**Stated problem A**
From the brooder temperature piece below, repeat everything from "I know heat" down to "newly hatched chicks." word for word.
:: Provided text
Controlling Temperature in the Brooder

Understanding Behavior, Traditional Heat Lamps, and the Radiant Heat Alternative

One of the biggest concerns most people have is keeping the brooder at the proper temperature. You’ve probably read the norm… 95 degrees the first week, then lower the temperature by 5 degrees each week until the chicks are fully feathered. That’s the rule of thumb, and one I have always been faithful to. However…

I know heat lamps are a royal pain when trying to achieve a specific and consistent temperature. And radiant heat from today’s brooders probably have you wondering if they offer enough heat.  That’s why this season I decided to experiment, pitched the heat lamp and put my trust solely in radiant heat on my newly hatched chicks.
::::
:: Data for this exercise
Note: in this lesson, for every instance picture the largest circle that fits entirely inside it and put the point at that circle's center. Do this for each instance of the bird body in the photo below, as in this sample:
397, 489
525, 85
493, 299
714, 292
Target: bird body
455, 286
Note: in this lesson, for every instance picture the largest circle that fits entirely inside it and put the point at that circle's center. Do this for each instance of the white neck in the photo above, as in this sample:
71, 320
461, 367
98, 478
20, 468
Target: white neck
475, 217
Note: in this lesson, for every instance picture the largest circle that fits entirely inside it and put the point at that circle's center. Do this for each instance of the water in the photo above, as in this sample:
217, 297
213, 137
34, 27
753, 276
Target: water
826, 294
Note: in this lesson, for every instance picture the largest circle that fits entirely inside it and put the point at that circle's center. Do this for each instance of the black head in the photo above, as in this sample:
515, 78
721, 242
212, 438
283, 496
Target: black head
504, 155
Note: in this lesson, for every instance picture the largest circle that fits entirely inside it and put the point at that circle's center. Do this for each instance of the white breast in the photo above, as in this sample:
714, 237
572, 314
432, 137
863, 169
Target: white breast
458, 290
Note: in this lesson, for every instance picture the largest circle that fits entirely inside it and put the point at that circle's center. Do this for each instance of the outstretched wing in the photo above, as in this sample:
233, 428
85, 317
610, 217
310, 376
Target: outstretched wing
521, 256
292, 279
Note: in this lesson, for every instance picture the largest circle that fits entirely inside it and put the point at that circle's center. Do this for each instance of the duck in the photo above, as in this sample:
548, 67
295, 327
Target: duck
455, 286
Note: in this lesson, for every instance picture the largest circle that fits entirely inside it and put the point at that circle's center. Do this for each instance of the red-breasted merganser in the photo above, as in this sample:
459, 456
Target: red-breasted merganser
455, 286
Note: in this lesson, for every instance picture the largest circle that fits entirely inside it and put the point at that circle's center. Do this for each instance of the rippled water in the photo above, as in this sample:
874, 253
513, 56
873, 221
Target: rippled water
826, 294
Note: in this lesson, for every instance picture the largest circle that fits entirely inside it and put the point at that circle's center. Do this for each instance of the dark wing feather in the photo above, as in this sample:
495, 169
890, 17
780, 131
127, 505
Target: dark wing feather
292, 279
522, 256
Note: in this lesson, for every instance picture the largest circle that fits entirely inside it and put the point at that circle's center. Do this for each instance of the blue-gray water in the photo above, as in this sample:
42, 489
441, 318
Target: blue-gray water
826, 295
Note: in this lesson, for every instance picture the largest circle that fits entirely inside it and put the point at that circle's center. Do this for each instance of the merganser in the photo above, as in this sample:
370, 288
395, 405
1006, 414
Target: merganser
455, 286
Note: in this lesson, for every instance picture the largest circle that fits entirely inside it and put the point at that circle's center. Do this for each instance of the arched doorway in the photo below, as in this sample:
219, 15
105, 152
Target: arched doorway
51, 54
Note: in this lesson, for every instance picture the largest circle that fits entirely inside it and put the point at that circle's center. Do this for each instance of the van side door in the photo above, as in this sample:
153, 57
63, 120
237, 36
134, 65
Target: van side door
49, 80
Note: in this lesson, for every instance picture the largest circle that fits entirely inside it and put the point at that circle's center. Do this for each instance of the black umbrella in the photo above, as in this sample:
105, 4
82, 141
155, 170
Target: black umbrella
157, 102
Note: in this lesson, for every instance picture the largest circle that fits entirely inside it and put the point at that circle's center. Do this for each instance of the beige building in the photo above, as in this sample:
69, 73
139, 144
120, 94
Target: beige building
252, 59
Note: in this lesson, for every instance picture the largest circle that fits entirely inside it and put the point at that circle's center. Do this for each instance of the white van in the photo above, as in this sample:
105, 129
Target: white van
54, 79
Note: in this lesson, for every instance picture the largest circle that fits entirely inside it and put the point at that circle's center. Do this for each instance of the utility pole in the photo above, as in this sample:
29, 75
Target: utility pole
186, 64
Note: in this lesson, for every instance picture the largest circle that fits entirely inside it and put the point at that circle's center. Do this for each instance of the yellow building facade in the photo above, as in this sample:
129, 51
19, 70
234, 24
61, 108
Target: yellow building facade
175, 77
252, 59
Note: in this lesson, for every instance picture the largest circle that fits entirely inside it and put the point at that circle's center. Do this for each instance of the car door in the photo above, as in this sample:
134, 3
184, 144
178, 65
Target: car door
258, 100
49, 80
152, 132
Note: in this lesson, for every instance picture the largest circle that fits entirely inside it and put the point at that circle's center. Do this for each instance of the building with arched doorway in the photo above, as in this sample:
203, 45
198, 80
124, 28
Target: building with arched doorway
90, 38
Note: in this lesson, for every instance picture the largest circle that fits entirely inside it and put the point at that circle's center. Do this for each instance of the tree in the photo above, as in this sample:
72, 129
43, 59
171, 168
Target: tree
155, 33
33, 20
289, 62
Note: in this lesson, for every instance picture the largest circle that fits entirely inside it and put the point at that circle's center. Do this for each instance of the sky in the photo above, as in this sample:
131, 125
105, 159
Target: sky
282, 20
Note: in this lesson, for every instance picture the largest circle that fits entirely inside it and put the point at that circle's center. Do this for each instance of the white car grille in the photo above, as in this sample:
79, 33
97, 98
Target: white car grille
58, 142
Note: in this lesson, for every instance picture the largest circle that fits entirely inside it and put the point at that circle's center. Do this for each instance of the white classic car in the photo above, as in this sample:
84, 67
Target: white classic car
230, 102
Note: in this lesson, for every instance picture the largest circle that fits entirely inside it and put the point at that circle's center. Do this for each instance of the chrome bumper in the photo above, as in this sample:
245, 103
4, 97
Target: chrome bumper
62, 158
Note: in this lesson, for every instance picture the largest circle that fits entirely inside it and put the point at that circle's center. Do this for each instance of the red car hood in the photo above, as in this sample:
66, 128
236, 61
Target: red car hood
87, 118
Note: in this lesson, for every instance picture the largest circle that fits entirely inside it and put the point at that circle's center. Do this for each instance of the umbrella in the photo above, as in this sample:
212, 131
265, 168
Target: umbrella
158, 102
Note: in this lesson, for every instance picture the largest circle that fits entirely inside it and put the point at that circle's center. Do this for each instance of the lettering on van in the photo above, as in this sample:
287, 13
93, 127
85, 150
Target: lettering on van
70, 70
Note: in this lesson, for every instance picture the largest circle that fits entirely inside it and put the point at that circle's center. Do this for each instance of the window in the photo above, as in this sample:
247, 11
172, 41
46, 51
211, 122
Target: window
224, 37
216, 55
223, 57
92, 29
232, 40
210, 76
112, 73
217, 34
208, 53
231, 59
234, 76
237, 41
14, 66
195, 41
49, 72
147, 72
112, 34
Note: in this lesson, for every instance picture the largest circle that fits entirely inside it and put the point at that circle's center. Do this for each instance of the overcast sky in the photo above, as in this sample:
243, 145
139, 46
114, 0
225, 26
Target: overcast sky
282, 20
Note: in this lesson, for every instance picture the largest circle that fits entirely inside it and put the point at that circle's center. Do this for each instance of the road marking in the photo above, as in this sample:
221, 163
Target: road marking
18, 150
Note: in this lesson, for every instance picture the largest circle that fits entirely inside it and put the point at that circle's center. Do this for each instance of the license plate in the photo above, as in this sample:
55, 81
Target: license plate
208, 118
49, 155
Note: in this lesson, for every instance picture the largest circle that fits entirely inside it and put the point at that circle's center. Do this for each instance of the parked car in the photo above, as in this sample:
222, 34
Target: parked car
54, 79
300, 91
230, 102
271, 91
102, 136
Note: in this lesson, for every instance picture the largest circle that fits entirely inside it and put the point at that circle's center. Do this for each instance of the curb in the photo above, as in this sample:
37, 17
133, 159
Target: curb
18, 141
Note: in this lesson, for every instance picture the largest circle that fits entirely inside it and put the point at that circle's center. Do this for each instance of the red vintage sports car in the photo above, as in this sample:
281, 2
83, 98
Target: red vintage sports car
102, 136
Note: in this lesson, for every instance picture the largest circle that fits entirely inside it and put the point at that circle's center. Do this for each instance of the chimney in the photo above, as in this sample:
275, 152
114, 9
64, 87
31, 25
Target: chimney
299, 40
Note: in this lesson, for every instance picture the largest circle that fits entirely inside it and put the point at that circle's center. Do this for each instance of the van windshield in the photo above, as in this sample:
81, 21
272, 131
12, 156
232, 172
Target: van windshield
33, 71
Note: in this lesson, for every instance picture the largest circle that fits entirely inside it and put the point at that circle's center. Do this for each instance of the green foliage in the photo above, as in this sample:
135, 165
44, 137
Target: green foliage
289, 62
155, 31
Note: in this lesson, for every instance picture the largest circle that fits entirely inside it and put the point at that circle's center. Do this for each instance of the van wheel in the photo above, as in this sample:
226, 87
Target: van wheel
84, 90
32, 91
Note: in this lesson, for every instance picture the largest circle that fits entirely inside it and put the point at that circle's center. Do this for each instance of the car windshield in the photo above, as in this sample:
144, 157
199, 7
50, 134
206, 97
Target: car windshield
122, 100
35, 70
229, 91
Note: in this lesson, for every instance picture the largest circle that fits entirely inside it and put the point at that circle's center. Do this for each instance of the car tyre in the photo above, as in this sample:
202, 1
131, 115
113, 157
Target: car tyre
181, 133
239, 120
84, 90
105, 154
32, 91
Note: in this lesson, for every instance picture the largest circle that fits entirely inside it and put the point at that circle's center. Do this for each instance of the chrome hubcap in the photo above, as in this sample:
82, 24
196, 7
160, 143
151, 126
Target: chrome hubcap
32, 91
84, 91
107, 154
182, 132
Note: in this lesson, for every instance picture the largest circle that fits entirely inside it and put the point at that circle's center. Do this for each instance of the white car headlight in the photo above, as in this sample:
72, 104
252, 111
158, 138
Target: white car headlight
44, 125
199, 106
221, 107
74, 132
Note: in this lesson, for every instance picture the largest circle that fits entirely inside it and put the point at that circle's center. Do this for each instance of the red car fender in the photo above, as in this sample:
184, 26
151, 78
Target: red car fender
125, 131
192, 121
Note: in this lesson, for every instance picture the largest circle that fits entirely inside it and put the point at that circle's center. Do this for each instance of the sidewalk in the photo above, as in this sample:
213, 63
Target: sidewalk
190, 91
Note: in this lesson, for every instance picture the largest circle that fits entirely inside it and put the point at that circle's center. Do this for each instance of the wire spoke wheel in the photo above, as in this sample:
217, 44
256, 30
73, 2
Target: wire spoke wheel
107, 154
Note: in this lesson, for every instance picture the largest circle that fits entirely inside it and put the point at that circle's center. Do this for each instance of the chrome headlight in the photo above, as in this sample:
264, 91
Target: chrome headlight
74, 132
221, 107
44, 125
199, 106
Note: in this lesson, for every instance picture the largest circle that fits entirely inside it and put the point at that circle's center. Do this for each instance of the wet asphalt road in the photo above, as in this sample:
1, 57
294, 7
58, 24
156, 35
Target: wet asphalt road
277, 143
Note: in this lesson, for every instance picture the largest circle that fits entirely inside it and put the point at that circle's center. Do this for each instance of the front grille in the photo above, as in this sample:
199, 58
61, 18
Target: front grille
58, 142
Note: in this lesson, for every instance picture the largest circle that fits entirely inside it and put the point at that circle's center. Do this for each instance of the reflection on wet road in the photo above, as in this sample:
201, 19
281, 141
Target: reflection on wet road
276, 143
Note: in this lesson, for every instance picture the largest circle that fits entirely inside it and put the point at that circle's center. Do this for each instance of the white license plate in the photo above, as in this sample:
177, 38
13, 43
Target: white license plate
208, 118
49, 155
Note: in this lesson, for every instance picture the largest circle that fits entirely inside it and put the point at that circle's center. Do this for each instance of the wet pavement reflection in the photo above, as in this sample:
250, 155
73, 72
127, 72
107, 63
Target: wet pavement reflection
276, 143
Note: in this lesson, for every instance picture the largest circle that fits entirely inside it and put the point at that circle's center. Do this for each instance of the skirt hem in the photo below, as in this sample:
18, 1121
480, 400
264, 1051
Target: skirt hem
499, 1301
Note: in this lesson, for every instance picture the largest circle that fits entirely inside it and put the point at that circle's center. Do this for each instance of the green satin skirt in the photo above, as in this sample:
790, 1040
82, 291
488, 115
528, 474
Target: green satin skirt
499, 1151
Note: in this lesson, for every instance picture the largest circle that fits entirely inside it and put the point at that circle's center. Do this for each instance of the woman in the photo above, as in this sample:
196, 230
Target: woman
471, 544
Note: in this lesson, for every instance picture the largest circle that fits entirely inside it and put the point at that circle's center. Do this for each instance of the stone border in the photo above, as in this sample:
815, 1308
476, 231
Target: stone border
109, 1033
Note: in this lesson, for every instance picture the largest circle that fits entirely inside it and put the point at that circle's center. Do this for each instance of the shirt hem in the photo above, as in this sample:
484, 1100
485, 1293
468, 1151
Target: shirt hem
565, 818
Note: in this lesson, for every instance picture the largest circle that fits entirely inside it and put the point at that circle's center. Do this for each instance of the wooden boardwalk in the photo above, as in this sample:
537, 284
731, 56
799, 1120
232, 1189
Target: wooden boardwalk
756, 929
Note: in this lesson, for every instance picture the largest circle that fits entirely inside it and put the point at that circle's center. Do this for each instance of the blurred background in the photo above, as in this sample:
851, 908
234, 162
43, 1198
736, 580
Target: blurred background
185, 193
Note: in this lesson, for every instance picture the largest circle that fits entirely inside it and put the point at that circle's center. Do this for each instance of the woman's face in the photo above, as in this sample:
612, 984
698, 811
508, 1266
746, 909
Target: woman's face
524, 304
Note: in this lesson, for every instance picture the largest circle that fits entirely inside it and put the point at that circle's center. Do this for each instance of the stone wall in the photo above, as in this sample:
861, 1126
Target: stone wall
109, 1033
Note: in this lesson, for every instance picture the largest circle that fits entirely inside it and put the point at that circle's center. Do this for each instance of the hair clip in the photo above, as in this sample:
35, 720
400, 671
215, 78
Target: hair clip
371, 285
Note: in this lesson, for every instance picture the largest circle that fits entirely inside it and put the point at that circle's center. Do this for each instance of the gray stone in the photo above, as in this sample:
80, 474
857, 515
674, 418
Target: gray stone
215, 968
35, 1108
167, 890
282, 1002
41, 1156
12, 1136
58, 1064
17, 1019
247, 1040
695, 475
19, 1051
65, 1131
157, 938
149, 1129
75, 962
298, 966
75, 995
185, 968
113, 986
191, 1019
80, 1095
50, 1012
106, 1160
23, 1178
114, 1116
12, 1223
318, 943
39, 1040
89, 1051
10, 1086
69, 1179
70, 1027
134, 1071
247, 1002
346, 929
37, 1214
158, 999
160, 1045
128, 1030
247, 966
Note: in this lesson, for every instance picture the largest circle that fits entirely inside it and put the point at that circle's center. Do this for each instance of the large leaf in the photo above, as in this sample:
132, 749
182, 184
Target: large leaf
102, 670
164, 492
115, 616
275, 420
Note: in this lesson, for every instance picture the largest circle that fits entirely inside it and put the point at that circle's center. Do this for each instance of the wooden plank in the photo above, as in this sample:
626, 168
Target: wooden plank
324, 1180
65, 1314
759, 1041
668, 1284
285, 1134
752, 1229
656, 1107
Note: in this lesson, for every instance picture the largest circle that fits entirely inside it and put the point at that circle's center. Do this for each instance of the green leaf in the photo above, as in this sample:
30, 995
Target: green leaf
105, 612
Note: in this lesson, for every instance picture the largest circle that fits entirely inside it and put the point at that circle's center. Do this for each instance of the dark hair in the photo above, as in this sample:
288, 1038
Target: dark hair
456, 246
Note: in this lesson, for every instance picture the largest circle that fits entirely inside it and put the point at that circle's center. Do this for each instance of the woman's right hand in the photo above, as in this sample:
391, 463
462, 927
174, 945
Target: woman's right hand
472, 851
::::
**Stated problem B**
Gather every line of the listing above that contains the word "facade".

**Task solution A**
I know heat lamps are a royal pain when trying to achieve a specific and consistent temperature. And radiant heat from today’s brooders probably have you wondering if they offer enough heat.  That’s why this season I decided to experiment, pitched the heat lamp and put my trust solely in radiant heat on my newly hatched chicks.

**Task solution B**
Note: in this lesson, for every instance picture the largest circle that fits entirely inside it and put the point at that circle's center. Do this for each instance of the yellow building facade in the photo above, as in this sample:
Target: yellow building facade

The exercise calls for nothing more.